• [Requirement A] In the Daredevil review, rewrite the passage from "Plotwise, the 13" to "relationship with Stick.", swapping "investigative journalism" for "investigative reporting".
• [Requirement B] According to the Daredevil review, which actor plays Vanessa?

• [Extracted text]
=== Begin Enclosure ===
Rounding out the "white hats," we have Claire Temple, played by Rosario Dawson. I'm a fan and she delivered. In the comics, Claire is a love interest for Luke Cage, so it's POSSIBLE that she will be a bridge for the series. They've blended her with the Night Nurse, so I'm looking forward to seeing her tend to wounds with Iron Fist and Luke Cage (although his impenetrable skin should make him a pretty easy patient).
Wilson Fisk is obviously the big bad and its hard to go wrong with Vincent D'Onofrio playing a big, brooding sociopath. D'Onofrio's Fisk is a bit more vulnerable than Michael Clark Duncan's portrayal, but he shines in his moments of explosive fury. We get a glimpse of his tragic backstory and gain insight into the impulses that motivate his consolidation of power in New York City. The comics always talked about Kingpin's agility, but his physique was drawn so large it was always tough for me to imagine. D'Onofrio's fight sequences are amazing and in those moments, it's easy to see why he commanded such fear from his minions.
We are also introduced into his love interest, Vanessa. Played with a cool elegance by Ayelet Zurer, it's easy to see how Fisk falls for her. More interesting is how she overcomes her initial fascination (and subsequent revulsion) to become equally enthralled by Fisk's enigmatic complexity. Woe to anyone who seeks to harm the love of Fisk's life.
I won't go into specifics, but there are some Game of Thrones level shocker deaths in these episodes. One in particular had me gasp. You'll see what I mean when it happens.
Plotwise, the 13 episodes chronicle the cat and mouse relationship between Fisk's behind the scenes mastermind, his legions of criminal partners and pawns, Nelson and Murdock's legal maneuvers, Karen Page's own vendetta, Ben Urich's investigative journalism and, of course Daredevil's efforts to bring Kingpin to justice. We also get the teensiest of peeks into the Hand's ninja devil magic and Matt's relationship with Stick.
These sequences are about 50/50 current time and flashback. Scott Glenn is FLIPPING AWESOME as Stick. He's arguably the most spot on casting in the whole series and I would have welcomed more screen time for him. There's a nice set-up for the second season, so we'll likely see a bit more of him then.
=== End Enclosure ===
• [Data records]
=== Begin Enclosure ===
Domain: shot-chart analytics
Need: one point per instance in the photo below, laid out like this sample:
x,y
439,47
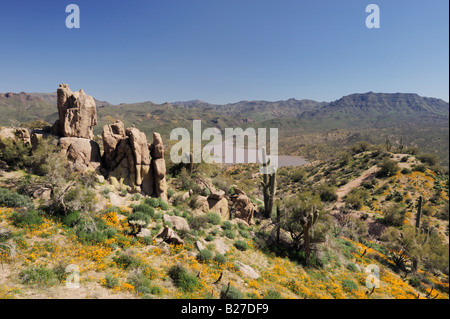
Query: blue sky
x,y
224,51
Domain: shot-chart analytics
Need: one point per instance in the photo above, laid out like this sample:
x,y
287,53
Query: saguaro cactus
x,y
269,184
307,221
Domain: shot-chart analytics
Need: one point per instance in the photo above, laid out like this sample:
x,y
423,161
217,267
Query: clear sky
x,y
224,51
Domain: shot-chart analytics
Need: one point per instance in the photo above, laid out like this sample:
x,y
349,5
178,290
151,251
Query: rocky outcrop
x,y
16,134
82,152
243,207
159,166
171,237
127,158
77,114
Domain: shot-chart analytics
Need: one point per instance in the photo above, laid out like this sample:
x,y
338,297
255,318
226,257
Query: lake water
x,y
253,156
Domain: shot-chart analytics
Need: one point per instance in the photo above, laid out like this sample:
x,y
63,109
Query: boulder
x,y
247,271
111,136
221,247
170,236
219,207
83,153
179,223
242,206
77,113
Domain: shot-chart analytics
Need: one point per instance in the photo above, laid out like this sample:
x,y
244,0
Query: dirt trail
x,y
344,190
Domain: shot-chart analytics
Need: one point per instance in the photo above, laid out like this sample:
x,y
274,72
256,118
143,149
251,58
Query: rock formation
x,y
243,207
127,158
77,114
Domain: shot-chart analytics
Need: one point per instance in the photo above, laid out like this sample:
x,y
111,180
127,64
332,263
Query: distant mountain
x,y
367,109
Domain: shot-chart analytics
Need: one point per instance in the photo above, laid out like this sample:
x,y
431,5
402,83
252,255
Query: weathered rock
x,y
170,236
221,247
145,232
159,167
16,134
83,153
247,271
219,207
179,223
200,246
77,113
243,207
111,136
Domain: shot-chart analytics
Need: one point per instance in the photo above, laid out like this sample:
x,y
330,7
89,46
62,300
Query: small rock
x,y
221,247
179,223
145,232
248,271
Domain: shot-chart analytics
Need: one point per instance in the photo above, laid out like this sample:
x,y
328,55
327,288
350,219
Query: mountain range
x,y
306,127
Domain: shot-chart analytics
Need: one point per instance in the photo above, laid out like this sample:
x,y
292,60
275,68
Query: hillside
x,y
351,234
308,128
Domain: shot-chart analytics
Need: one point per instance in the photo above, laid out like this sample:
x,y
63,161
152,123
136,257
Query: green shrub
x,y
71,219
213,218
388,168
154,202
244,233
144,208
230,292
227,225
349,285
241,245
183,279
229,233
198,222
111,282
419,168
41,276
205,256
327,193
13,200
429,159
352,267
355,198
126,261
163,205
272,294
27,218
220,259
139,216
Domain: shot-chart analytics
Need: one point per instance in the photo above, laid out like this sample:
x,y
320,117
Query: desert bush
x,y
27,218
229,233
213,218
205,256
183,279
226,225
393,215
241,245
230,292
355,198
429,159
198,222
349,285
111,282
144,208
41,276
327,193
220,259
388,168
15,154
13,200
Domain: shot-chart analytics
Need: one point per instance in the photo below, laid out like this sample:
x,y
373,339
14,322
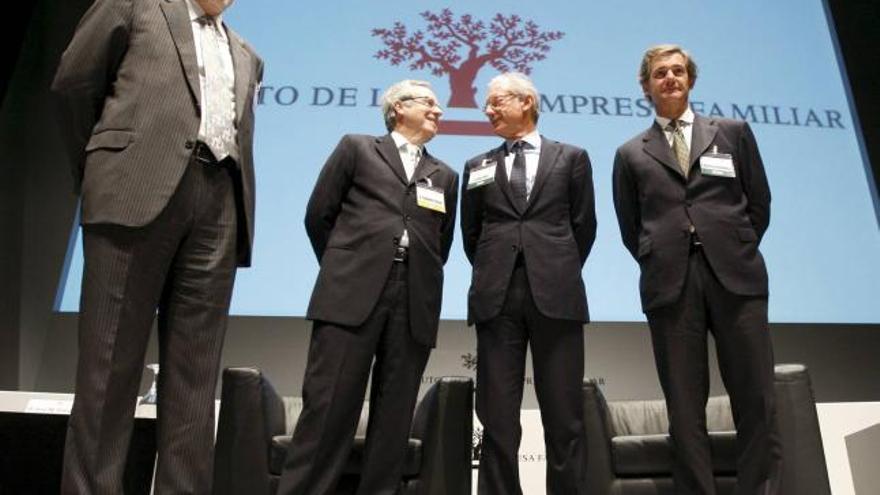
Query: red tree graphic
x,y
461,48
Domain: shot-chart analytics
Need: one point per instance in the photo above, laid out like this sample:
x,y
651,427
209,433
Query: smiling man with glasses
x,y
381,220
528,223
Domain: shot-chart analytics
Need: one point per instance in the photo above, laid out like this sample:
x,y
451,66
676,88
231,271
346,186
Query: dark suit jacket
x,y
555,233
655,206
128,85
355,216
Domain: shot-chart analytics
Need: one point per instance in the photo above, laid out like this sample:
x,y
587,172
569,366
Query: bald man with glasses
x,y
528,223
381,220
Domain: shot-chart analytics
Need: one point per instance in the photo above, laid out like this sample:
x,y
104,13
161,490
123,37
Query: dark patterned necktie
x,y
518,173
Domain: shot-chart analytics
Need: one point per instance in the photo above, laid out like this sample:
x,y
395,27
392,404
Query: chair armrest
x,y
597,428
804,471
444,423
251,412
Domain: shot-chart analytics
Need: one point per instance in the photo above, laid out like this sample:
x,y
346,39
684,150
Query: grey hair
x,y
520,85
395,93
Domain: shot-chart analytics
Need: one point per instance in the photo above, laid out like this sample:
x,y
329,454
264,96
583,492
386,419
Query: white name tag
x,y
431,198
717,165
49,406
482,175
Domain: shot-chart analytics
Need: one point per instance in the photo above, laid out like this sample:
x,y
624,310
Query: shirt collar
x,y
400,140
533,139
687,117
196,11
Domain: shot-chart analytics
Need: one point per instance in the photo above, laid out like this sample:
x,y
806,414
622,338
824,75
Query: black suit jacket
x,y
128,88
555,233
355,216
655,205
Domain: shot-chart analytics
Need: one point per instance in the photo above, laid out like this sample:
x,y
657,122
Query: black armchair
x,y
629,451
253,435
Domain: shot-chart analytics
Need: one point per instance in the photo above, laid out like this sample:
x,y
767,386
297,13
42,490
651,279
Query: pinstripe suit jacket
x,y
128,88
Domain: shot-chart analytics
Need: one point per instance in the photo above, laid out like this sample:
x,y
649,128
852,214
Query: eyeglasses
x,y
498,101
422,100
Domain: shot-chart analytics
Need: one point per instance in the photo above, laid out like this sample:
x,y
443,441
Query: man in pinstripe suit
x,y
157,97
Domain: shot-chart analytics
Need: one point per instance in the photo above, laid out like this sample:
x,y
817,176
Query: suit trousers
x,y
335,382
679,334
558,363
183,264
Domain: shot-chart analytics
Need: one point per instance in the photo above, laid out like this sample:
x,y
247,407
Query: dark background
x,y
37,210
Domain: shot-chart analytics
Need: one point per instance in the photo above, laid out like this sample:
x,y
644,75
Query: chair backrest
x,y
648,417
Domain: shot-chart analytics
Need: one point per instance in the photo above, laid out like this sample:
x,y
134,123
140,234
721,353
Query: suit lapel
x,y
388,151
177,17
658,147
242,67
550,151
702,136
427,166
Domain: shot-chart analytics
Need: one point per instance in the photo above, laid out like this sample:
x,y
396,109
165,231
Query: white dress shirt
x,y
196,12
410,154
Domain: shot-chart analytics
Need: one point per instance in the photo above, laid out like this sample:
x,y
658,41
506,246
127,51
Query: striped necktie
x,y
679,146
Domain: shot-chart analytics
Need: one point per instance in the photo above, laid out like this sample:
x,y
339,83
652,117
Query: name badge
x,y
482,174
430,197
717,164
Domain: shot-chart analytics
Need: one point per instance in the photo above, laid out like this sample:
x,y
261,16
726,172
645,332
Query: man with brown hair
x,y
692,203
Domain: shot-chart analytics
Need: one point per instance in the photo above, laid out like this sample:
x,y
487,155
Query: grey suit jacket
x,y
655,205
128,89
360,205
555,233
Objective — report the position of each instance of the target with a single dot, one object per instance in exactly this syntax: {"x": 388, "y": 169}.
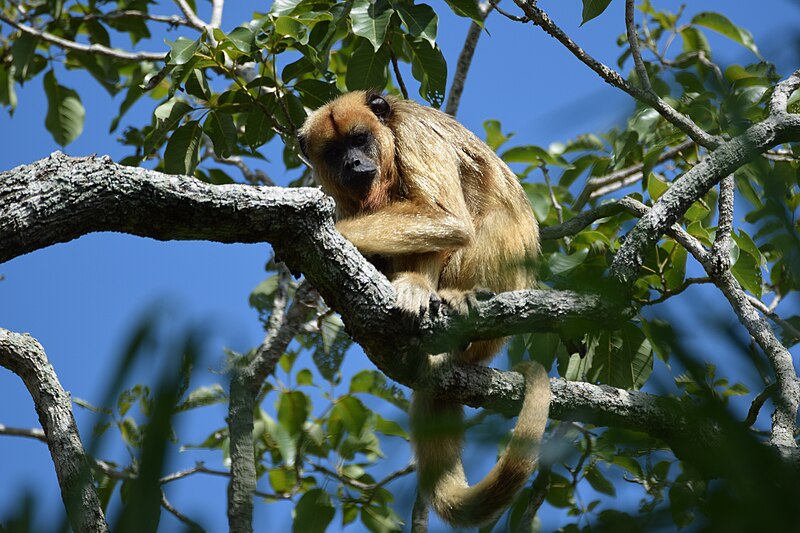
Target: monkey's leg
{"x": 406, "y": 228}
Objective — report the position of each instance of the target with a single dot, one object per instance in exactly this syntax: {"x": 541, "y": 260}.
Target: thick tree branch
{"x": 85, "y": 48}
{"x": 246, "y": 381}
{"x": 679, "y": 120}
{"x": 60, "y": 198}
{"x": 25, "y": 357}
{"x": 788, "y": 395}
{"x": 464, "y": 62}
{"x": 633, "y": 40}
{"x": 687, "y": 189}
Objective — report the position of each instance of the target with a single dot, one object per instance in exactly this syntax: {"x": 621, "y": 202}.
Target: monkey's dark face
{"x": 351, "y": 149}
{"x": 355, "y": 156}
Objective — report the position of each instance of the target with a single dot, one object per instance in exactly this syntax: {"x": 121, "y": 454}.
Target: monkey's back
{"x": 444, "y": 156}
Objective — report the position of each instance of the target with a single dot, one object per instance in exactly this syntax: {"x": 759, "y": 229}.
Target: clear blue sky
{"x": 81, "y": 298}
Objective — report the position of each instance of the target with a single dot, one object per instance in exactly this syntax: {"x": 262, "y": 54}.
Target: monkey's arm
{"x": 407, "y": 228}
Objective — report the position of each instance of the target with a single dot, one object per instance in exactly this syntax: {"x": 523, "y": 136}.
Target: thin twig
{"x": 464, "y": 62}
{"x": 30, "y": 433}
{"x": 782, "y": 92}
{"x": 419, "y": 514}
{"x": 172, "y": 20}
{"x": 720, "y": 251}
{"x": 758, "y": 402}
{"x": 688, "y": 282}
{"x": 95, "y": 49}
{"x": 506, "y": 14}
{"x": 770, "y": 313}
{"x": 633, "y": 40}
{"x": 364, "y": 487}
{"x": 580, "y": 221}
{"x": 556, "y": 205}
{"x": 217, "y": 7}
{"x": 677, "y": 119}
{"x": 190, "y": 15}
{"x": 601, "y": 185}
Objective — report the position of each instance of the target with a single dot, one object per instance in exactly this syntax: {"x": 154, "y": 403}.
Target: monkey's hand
=== End Enclosure ===
=== Begin Enclosure ===
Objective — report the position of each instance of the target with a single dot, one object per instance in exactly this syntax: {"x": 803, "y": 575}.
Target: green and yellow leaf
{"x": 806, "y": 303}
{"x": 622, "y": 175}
=== End Enclosure ===
=== Begin Enclosure ===
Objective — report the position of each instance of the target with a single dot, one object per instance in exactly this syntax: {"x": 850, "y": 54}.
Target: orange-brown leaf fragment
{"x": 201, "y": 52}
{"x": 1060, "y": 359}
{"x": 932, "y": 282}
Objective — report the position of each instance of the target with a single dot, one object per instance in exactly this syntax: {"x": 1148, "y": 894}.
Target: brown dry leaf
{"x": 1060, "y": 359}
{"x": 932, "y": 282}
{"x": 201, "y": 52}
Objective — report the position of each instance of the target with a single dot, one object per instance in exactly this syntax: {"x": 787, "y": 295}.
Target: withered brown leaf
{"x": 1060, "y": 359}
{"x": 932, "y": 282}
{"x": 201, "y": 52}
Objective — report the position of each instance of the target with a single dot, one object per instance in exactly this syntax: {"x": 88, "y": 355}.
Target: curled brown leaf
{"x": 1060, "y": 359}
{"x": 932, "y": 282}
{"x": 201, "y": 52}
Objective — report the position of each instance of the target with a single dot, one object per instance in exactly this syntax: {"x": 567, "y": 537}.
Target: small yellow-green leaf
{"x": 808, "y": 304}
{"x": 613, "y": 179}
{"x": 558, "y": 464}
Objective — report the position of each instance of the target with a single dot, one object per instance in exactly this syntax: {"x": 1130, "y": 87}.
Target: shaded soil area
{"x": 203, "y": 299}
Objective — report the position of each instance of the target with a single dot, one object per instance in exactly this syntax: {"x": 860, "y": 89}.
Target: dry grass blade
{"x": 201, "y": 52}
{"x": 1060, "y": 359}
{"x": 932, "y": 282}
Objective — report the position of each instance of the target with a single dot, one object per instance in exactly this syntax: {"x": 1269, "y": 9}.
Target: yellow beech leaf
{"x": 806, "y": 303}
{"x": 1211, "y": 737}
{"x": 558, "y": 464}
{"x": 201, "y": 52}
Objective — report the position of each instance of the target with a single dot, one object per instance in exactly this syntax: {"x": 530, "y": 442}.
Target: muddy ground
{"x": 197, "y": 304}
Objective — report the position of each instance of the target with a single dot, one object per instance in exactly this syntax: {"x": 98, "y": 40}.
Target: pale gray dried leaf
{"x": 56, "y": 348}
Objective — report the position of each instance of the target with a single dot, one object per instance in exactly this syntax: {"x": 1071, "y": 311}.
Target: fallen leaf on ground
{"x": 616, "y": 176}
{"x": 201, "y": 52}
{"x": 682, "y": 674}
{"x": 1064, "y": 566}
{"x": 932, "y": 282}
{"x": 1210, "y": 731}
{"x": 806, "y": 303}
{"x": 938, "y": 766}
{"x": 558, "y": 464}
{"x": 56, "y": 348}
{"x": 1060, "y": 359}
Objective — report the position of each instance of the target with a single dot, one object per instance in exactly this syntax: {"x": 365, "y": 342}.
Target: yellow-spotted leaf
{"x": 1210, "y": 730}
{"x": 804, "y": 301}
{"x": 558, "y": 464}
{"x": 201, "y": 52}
=== End Enclosure ===
• [Answer A]
Plotwise, the 13 episodes chronicle the cat and mouse relationship between Fisk's behind the scenes mastermind, his legions of criminal partners and pawns, Nelson and Murdock's legal maneuvers, Karen Page's own vendetta, Ben Urich's investigative reporting and, of course Daredevil's efforts to bring Kingpin to justice. We also get the teensiest of peeks into the Hand's ninja devil magic and Matt's relationship with Stick.

• [Answer B] Ayelet Zurer